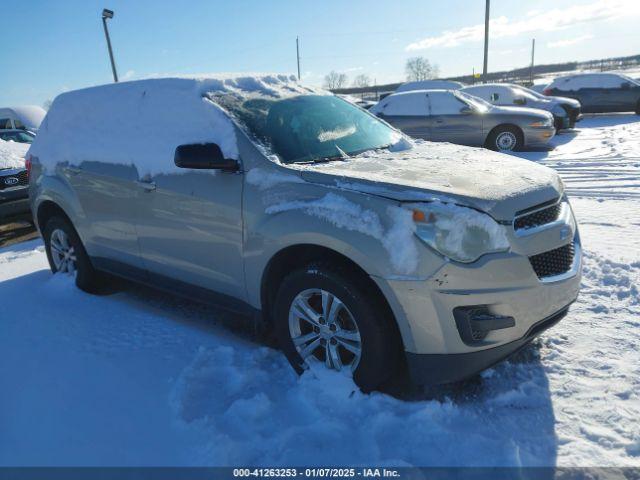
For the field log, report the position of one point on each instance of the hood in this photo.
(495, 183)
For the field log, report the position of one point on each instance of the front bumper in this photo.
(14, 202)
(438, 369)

...

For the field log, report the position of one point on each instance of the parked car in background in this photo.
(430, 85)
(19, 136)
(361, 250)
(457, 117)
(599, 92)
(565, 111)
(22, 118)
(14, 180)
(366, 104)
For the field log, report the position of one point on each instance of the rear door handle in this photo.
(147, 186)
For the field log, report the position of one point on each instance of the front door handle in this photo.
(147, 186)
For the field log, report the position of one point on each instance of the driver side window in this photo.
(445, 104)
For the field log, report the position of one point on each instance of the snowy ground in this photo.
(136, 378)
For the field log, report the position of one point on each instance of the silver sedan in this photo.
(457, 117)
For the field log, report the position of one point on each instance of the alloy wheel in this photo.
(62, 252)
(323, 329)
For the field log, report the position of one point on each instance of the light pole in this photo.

==

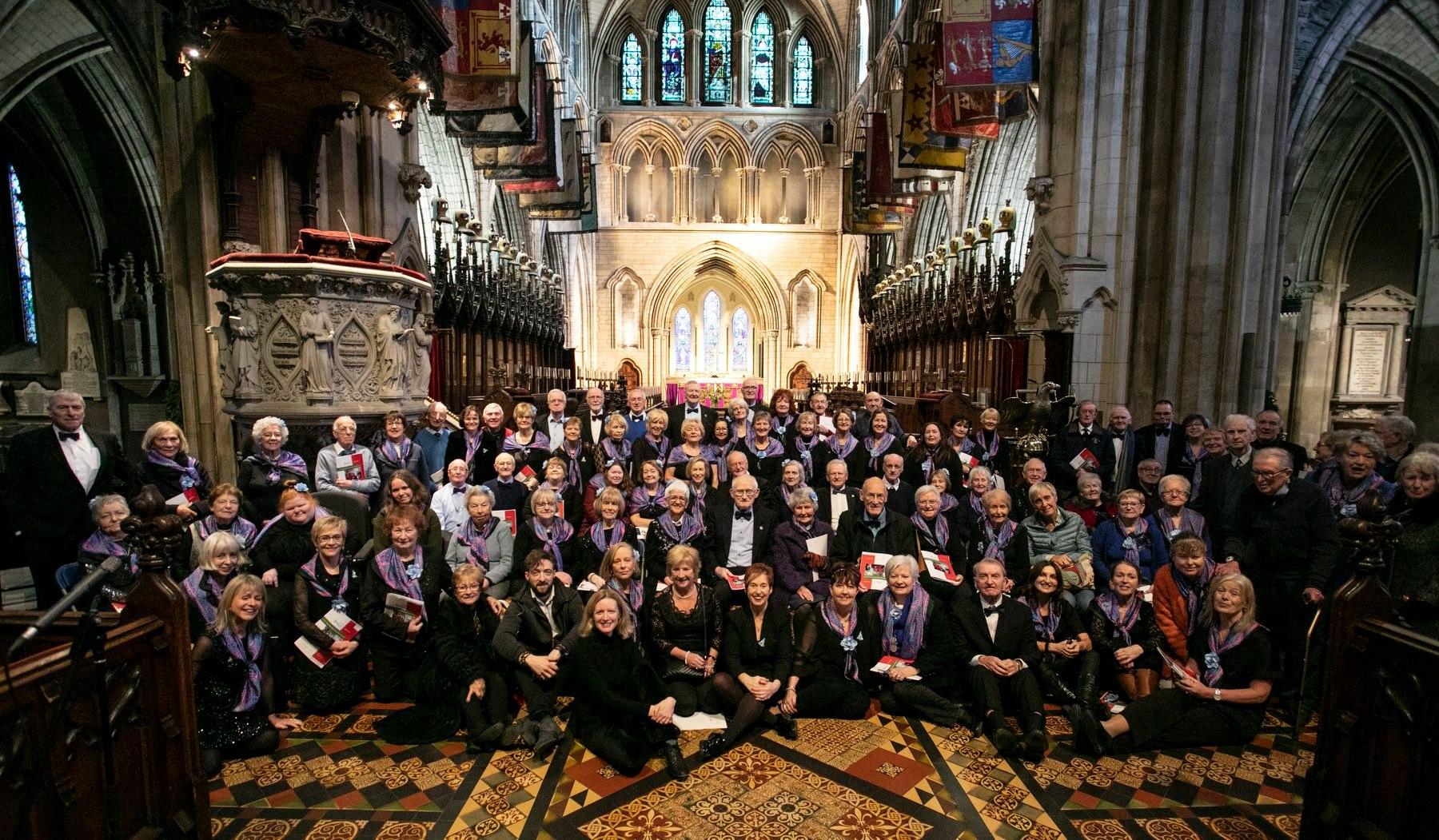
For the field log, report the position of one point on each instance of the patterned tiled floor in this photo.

What to do: Only the lines above starting at the one containing "wheel in this photo." and ending at the one containing "pole in this photo.", both included, are to be returned, exactly as they read.

Exercise solution:
For the field log, report the position of one point on each instance of the alloy wheel in this photo.
(62, 252)
(323, 329)
For the field log, report the position of one point on each instance of the light pole in this photo.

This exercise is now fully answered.